[Excerpted passage]:
##########

Max Ferdinand Perutz – determined hemoglobin structure

Biography & contributions
Max Ferdinand Perutz was Austrian-born British biochemist and Nobel laureate born on May 19, 1914 – died on February 06, 2002. Perutz received many notable awards and prizes in his life time which includes 1962 Perutz received Nobel Prize, in the year of 1971 he got Royal Medal, in the year of 1979 Perutz Copley Medal.
His important biochemistry related works include in the year of 1953 Perutz showed that diffracted X-rays from protein crystals could be phased by comparing the patterns from crystals of the protein with and without heavy atoms attached, in the year of 1959 he determined molecular structure of hemoglobin, myoglobin and he employed this method to determine the molecular structure of the protein hemoglobin, which transports oxygen in the blood.
Hemoglobin is an iron-containing protein in the blood of many animals. It develops in cells in the bone marrow that become red blood cells. Each hemoglobin molecule is made up of four heme groups surrounding a globin group, forming a tetrahedral structure. Heme, which accounts for only 4 percent of the weight of the molecule, is composed of a ringlike organic compound known as a porphyrin to which an iron atom is attached. It is the iron atom that binds oxygen as the blood travels between the lungs and the tissues. There are four iron atoms in each molecule of hemoglobin, which accordingly can bind four atoms of oxygen. Globin consists of two linked pairs of polypeptide chains.
Hemoglobin is involved in the transport of other gases: It carries some of the body's respiratory carbon dioxide (about 10% of the total) as carbaminohemoglobin, in which CO2 is bound to the globin protein.

##########

[Recorded information]:
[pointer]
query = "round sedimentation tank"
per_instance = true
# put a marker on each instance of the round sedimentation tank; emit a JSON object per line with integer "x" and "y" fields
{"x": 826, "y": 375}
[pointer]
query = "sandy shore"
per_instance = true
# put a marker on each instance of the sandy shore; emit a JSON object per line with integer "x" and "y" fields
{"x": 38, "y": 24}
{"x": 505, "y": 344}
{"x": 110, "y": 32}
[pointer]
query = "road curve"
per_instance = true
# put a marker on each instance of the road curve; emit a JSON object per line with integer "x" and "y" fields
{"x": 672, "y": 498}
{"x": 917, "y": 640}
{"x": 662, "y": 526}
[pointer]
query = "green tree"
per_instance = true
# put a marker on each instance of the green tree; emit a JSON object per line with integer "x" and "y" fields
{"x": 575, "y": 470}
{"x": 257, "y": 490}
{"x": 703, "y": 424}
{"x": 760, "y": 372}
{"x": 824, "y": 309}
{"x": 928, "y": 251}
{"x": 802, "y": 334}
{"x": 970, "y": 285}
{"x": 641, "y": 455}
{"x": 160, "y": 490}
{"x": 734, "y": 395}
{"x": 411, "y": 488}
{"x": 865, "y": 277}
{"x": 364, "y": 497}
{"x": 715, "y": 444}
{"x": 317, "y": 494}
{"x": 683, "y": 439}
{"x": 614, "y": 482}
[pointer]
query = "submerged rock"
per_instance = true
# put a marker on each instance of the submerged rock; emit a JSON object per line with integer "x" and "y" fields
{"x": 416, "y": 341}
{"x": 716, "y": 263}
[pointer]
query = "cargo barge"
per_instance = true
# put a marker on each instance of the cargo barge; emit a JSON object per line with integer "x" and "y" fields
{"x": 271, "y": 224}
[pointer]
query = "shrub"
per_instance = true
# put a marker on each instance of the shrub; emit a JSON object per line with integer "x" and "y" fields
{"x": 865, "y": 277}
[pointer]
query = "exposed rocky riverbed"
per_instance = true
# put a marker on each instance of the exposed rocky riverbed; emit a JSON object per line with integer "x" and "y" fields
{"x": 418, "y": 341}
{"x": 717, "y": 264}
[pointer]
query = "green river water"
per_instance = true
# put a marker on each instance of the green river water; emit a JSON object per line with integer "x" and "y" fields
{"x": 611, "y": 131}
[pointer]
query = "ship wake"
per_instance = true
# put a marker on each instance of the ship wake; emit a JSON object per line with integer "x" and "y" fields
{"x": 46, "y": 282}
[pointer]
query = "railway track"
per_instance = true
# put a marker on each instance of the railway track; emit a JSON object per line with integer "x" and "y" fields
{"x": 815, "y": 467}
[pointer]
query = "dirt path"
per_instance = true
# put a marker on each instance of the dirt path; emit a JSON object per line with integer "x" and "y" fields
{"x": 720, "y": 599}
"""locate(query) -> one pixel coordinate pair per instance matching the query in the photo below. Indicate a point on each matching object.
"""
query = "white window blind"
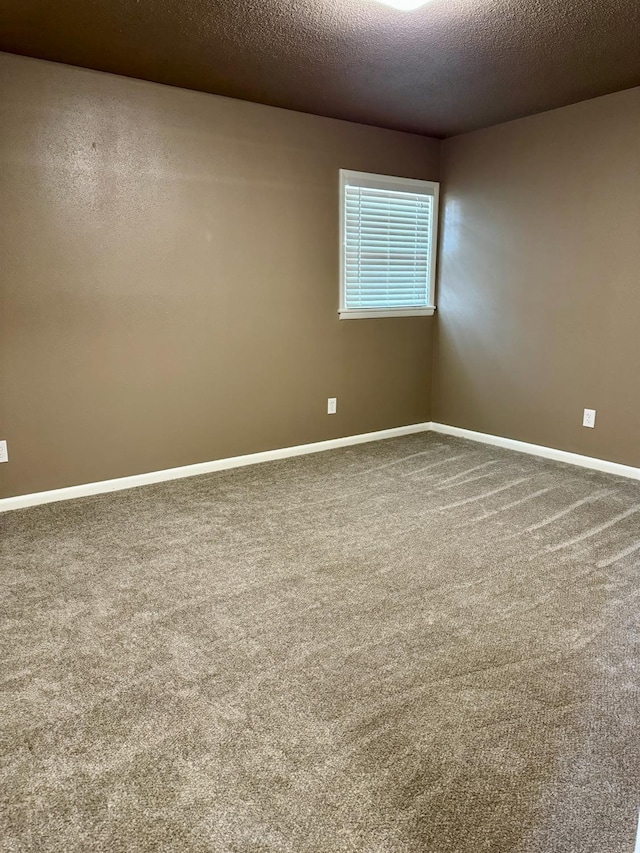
(388, 244)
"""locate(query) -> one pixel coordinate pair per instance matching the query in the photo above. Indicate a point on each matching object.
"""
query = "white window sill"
(372, 313)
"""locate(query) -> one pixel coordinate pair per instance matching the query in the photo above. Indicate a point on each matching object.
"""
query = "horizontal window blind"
(387, 248)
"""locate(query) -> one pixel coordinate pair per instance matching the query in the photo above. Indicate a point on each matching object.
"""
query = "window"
(387, 245)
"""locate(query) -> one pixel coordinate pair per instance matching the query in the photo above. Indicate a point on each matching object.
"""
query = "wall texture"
(539, 297)
(169, 279)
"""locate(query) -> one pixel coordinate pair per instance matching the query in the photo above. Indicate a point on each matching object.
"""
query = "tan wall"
(539, 298)
(169, 279)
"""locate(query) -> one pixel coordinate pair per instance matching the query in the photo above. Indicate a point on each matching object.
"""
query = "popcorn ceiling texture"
(449, 67)
(420, 645)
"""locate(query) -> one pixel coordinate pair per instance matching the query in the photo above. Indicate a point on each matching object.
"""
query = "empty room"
(320, 426)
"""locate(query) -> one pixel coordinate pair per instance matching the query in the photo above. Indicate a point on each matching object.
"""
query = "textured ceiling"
(449, 67)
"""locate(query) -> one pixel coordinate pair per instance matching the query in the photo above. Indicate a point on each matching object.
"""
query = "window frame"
(370, 180)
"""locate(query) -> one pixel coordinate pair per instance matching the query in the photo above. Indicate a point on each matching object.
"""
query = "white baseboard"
(99, 488)
(87, 489)
(540, 450)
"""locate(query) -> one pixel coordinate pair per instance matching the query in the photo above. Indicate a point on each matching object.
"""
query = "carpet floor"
(420, 644)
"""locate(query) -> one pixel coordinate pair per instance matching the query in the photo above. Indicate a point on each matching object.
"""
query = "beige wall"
(539, 298)
(169, 279)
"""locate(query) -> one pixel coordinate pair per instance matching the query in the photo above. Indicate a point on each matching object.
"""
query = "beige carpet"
(416, 645)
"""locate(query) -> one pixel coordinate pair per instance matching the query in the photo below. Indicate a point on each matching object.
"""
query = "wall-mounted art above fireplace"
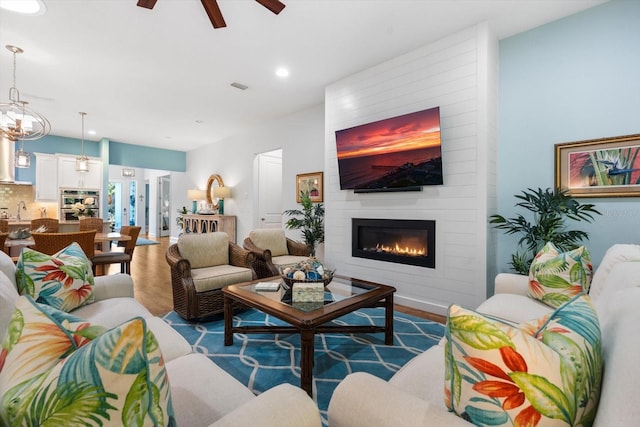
(403, 241)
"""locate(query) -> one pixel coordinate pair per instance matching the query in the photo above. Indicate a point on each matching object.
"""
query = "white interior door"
(270, 189)
(121, 199)
(164, 206)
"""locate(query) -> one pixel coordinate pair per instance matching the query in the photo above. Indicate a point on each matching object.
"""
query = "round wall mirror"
(215, 180)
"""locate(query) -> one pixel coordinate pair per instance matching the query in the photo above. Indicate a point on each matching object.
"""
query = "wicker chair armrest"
(176, 262)
(298, 248)
(259, 253)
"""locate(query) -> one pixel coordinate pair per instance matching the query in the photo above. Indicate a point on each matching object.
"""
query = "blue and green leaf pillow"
(58, 370)
(63, 280)
(542, 373)
(555, 277)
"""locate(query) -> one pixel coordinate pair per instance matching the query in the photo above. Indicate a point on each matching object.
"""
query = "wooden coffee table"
(308, 319)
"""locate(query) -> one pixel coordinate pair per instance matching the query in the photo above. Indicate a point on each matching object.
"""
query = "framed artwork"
(607, 167)
(311, 183)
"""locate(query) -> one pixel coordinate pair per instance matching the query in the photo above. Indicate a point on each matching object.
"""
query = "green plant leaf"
(478, 333)
(544, 396)
(552, 281)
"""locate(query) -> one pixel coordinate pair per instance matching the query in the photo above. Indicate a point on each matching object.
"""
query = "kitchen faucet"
(24, 208)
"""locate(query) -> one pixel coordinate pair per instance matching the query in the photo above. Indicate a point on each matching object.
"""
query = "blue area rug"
(261, 361)
(142, 242)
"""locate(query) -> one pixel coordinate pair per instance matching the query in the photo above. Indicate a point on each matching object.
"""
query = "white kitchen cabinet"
(68, 177)
(46, 177)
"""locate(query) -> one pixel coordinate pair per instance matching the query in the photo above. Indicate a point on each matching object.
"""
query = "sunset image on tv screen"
(403, 151)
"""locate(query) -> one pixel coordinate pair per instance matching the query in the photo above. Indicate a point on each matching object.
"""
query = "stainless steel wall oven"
(70, 196)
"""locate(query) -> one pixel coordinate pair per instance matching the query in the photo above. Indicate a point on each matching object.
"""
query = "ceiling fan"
(214, 13)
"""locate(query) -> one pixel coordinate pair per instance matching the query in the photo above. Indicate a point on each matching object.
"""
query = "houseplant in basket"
(547, 222)
(309, 220)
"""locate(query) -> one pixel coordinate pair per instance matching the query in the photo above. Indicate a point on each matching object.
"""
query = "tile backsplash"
(11, 195)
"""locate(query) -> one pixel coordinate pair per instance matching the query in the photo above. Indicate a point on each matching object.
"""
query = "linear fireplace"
(403, 241)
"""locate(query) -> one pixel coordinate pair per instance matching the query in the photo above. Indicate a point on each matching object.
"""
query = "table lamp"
(221, 193)
(195, 195)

##########

[Exercise requirements]:
**A.** From the passage on Max Perutz and hemoglobin, extract the section that begins at the words "Biography & contributions" and stops after the words "in the blood.".
**B.** According to the passage on Max Perutz and hemoglobin, why can one hemoglobin molecule bind four atoms of oxygen?
**C.** Give what follows the final sentence of the passage on Max Perutz and hemoglobin.

[Task responses]:
**A.**
Biography & contributions
Max Ferdinand Perutz was Austrian-born British biochemist and Nobel laureate born on May 19, 1914 – died on February 06, 2002. Perutz received many notable awards and prizes in his life time which includes 1962 Perutz received Nobel Prize, in the year of 1971 he got Royal Medal, in the year of 1979 Perutz Copley Medal.
His important biochemistry related works include in the year of 1953 Perutz showed that diffracted X-rays from protein crystals could be phased by comparing the patterns from crystals of the protein with and without heavy atoms attached, in the year of 1959 he determined molecular structure of hemoglobin, myoglobin and he employed this method to determine the molecular structure of the protein hemoglobin, which transports oxygen in the blood.

**B.** The iron atom in heme is what binds oxygen. Each hemoglobin molecule contains four iron atoms, so it can bind four atoms of oxygen.

**C.**
Hemoglobin and hemoglobin-like molecules are also found in many invertebrates, fungi, and plants. In these organisms, hemoglobins may carry oxygen, or they may act to transport and regulate other things such as carbon dioxide, nitric oxide, hydrogen sulfide and sulfide. Besides the oxygen ligand, which binds to hemoglobin in a cooperative manner, hemoglobin ligands also include competitive inhibitors such as carbon monoxide (CO) and allosteric ligands such as carbon dioxide (CO2) and nitric oxide (NO). Hemoglobin also has competitive binding affinity for cyanide (CN), sulfur monoxide (SO) and sulfide (S2−), including hydrogen sulfide (H2S). Hemoglobin also carries nitric oxide in the globin part of the molecule. This improves oxygen delivery in the periphery and contributes to the control of respiration.
A variant of the molecule, called leghemoglobin, is used to scavenge oxygen away from anaerobic systems, such as the nitrogen-fixing nodules of leguminous plants, before the oxygen can poison the system.
Hemoglobin has a quaternary structure characteristic of many multi-subunit globular proteins. Hemoglobin's quaternary structure comes from its four subunits in roughly a tetrahedral arrangement.